= 引用文 =
げんじものがたり/いしいしんじ
いしいしんじさんの古典現代語訳
「げんじものがたり」を拝読しました📖´-
(2025.1.14 読了)
現在、「源氏物語/紫式部、谷崎潤一郎(訳)」の輪読会 at読書会すみれ に参加しているところでして、そもそも「源氏物語」をきちんと拝読したことがなかったので、これを機に関連する本も少しずつ拝読していこうと思っているところです。
そんな中見つけたのが大好きな作家いしいしんじさんの現代語訳。
昨年から読みかけて一時中断していたのですが、今年はなるべく月一で「源氏物語」関連の本を拝読していこうと思い立ち、やっと読了しました。
「桐壺」〜「葵」までの9帖を京都弁で現代語訳した一冊です。
帯に「源氏物語」の原文に忠実とありますが、いしいしんじさんらしさを感じるオマージュ作品のようでもあります。
堅苦しくなく、ユニークに「源氏物語」を楽しめますが、そんな中で人々の切なさや苦しい心情もうまく描かれているなと思いました。

= 記録情報 =
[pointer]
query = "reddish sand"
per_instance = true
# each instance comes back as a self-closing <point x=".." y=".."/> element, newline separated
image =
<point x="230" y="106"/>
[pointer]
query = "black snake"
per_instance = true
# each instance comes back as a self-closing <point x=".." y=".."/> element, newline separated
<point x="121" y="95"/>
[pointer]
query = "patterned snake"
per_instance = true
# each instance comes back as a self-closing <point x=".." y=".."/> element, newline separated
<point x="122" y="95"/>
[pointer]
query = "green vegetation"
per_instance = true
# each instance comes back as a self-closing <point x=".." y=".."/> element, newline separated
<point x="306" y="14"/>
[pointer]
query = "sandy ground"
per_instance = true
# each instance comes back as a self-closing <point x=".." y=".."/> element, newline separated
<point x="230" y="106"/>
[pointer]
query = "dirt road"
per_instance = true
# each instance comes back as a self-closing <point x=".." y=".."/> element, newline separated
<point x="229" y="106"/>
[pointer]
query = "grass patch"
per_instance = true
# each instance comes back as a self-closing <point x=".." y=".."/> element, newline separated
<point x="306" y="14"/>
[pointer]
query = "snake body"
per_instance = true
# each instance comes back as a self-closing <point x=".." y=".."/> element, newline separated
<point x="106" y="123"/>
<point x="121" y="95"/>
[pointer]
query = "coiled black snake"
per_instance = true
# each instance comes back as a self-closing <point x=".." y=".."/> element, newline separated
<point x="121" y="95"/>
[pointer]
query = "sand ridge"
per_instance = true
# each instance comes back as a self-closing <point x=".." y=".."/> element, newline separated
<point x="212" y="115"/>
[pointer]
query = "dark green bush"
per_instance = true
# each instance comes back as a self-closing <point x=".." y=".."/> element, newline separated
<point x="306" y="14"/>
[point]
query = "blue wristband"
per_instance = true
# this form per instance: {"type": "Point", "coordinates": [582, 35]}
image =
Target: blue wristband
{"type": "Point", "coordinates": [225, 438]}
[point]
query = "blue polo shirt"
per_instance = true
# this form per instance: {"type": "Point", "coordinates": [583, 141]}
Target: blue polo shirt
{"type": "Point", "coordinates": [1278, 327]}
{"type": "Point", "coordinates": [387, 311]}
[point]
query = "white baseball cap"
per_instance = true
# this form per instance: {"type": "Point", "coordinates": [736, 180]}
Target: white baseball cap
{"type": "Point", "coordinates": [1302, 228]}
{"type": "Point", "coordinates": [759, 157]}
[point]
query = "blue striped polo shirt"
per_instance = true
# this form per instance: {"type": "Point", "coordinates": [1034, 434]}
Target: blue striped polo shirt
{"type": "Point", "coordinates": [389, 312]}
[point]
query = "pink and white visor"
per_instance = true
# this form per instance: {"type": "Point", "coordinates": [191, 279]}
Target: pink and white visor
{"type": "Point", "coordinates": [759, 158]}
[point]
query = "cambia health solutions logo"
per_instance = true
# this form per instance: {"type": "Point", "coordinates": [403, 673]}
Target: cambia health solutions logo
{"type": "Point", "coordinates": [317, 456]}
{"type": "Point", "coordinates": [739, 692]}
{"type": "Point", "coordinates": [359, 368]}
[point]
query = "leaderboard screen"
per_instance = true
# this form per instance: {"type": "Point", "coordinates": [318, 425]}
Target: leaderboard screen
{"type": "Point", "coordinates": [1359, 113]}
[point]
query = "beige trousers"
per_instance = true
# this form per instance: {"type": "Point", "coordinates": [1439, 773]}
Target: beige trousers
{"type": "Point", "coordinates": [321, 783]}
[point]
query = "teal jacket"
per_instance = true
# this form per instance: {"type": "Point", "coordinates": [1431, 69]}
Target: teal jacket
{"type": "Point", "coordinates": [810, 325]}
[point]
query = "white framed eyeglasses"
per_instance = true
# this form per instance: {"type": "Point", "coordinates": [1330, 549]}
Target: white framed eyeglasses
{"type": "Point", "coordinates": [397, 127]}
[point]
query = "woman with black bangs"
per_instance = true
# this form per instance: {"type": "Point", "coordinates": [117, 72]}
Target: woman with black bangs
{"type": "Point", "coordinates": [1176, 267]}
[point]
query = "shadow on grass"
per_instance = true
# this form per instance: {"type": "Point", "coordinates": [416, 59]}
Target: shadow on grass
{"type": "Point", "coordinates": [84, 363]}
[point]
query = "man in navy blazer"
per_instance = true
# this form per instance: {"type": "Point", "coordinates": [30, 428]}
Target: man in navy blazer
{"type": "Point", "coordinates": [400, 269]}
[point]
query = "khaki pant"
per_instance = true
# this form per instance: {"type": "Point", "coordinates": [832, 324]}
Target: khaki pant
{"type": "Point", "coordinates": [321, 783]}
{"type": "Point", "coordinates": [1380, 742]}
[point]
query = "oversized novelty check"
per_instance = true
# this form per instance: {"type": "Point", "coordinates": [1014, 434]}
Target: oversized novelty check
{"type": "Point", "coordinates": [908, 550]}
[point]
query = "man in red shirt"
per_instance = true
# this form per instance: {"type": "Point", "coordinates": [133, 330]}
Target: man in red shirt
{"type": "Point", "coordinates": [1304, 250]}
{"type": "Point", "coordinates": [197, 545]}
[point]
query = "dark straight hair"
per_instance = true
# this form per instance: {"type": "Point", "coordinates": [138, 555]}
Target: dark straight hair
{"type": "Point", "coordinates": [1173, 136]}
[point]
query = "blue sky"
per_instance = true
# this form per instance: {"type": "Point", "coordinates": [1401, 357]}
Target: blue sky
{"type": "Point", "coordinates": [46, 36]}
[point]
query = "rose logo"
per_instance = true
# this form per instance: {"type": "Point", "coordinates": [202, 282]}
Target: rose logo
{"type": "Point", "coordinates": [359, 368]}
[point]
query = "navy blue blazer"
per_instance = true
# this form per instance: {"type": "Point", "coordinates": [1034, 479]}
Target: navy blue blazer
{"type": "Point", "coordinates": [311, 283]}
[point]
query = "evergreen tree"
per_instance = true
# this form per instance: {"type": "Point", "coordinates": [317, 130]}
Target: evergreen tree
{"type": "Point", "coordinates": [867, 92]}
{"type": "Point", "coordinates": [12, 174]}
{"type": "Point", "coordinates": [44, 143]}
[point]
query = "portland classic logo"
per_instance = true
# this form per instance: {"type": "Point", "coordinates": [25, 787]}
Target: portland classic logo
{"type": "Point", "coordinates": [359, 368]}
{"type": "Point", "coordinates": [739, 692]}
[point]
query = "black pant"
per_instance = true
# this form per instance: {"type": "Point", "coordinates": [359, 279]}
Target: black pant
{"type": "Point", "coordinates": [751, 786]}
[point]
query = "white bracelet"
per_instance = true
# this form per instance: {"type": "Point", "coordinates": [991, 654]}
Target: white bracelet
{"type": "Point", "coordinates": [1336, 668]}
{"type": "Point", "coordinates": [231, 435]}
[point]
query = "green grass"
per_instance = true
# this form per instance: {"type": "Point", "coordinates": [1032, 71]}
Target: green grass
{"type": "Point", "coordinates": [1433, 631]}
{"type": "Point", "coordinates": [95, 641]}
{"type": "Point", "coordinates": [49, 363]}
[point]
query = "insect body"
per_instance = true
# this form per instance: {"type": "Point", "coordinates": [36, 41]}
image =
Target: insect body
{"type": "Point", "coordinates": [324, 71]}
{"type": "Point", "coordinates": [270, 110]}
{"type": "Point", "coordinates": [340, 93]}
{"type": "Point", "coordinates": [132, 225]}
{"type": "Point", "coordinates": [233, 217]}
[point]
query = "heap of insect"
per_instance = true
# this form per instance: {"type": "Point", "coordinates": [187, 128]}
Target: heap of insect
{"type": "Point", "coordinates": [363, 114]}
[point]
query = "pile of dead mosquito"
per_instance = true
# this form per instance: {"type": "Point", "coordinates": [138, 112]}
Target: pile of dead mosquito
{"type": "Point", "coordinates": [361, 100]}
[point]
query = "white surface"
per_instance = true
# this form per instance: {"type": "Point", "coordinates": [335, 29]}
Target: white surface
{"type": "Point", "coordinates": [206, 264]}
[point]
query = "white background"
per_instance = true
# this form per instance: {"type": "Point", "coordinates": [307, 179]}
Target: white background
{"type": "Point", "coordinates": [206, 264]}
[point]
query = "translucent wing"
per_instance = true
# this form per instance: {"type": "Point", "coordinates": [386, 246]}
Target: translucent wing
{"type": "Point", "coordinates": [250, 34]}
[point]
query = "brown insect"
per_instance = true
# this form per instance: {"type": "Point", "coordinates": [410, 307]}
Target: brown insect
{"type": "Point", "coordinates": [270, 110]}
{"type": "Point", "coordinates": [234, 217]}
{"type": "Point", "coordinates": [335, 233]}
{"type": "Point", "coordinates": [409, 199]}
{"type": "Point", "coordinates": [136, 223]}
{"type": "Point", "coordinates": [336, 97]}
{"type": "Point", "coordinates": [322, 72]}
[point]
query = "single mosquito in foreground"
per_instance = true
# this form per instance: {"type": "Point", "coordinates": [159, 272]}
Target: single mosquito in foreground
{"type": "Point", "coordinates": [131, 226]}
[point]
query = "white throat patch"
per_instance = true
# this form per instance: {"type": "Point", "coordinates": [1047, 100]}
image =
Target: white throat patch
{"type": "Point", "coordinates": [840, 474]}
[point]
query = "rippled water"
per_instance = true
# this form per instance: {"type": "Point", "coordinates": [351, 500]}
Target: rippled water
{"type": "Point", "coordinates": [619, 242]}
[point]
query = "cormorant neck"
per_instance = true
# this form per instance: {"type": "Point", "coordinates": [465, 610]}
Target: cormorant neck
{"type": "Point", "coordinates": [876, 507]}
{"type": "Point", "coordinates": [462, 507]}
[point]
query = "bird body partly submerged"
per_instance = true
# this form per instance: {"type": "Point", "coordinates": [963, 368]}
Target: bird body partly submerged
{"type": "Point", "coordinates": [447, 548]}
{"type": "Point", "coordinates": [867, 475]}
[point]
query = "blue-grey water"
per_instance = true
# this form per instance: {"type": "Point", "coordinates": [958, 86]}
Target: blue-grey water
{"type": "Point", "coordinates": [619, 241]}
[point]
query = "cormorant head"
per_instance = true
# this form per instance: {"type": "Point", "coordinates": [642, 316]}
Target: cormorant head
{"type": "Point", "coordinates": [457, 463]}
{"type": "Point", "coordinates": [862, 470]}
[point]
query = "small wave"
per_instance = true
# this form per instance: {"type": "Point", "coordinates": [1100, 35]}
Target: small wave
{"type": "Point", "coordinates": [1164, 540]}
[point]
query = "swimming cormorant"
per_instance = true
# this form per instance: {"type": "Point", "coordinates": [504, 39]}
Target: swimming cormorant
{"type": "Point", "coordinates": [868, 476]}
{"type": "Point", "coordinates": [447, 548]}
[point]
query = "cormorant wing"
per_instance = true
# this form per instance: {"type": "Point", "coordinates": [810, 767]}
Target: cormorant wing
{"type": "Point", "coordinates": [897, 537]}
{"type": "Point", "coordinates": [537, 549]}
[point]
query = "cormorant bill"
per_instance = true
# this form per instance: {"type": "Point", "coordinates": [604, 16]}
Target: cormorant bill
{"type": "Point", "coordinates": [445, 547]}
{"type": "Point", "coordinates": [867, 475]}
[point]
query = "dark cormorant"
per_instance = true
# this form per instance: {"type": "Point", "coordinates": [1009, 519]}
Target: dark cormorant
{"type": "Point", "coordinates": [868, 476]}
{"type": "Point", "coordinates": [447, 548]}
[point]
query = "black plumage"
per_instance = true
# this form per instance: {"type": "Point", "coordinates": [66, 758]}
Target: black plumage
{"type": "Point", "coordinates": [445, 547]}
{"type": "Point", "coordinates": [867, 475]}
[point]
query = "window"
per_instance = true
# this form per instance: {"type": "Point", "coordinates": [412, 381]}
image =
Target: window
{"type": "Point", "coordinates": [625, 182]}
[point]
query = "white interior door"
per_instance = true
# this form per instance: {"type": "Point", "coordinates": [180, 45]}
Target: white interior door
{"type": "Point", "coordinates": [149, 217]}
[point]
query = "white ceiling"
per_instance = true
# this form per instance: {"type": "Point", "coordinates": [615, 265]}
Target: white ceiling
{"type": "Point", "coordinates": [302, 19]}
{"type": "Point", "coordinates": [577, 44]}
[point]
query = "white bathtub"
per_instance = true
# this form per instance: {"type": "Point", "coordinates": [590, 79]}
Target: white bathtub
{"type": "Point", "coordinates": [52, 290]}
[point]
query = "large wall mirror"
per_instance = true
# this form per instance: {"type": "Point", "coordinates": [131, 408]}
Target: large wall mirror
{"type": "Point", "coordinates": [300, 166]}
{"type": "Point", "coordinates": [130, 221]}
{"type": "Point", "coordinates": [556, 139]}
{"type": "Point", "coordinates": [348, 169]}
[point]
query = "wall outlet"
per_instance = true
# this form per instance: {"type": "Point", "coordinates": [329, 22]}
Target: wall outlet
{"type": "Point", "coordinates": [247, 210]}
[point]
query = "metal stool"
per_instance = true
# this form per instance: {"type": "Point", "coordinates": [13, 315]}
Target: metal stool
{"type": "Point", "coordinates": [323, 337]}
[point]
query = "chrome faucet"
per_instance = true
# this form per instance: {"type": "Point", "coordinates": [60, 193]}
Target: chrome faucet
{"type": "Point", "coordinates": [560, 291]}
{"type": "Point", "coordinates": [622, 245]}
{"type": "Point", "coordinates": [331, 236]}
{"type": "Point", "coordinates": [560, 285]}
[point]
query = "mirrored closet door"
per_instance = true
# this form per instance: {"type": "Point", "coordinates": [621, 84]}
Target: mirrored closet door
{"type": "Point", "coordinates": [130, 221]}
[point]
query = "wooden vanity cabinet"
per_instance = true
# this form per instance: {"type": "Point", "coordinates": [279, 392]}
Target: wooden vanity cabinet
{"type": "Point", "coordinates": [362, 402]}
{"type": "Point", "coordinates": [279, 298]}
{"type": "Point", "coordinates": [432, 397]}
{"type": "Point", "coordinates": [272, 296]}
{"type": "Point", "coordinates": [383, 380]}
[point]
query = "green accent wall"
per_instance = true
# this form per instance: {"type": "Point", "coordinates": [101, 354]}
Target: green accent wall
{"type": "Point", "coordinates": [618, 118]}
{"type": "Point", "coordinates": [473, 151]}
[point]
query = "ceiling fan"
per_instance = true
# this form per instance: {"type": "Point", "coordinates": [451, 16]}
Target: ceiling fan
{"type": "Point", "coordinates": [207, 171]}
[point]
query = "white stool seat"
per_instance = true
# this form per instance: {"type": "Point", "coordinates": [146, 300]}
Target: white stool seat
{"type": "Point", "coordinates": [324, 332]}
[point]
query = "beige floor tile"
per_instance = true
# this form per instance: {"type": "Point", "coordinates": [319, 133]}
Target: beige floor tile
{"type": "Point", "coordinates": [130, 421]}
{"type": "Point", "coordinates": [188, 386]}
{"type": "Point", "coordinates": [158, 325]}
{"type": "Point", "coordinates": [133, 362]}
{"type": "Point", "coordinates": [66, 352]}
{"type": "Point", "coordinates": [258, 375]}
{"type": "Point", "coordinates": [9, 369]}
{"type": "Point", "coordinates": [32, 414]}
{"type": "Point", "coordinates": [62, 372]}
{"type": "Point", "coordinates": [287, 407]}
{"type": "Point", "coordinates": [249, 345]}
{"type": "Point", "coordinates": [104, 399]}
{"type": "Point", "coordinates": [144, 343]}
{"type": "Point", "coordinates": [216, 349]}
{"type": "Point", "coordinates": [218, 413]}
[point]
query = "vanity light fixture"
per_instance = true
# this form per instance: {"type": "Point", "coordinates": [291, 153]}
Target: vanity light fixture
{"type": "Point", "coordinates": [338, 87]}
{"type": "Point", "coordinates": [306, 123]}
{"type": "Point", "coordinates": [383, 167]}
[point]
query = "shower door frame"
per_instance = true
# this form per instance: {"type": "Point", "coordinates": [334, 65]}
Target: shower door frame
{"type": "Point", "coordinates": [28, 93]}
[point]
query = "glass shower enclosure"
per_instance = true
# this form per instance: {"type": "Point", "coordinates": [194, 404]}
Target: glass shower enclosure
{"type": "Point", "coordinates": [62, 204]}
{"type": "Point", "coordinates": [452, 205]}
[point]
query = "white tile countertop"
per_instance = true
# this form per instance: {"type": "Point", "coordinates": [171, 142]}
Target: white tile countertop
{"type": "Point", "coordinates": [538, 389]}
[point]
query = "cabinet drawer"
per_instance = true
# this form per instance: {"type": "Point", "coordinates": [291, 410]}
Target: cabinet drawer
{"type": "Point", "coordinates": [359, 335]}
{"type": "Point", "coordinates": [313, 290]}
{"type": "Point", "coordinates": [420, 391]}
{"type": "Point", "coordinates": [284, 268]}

= 小課題 A =
引用文によると、いしいしんじさんの「げんじものがたり」は、どの帖からどの帖までを、どのような言葉で現代語訳した本ですか。
= 小課題 B =
引用文を、「そんな中見つけたのが大好きな作家いしいしんじさんの現代語訳。」という語句を含むところから書き始め、「ジュ作品のようでもあります。」の後で止めて、一字一句そのまま書き写しなさい。
エントリーはこの課題では使いません。

= 正しい出力 A =
「桐壺」から「葵」までの9帖を、京都弁で現代語訳した本です。

= 正しい出力 B =
そんな中見つけたのが大好きな作家いしいしんじさんの現代語訳。
昨年から読みかけて一時中断していたのですが、今年はなるべく月一で「源氏物語」関連の本を拝読していこうと思い立ち、やっと読了しました。
「桐壺」〜「葵」までの9帖を京都弁で現代語訳した一冊です。
帯に「源氏物語」の原文に忠実とありますが、いしいしんじさんらしさを感じるオマージュ作品のようでもあります。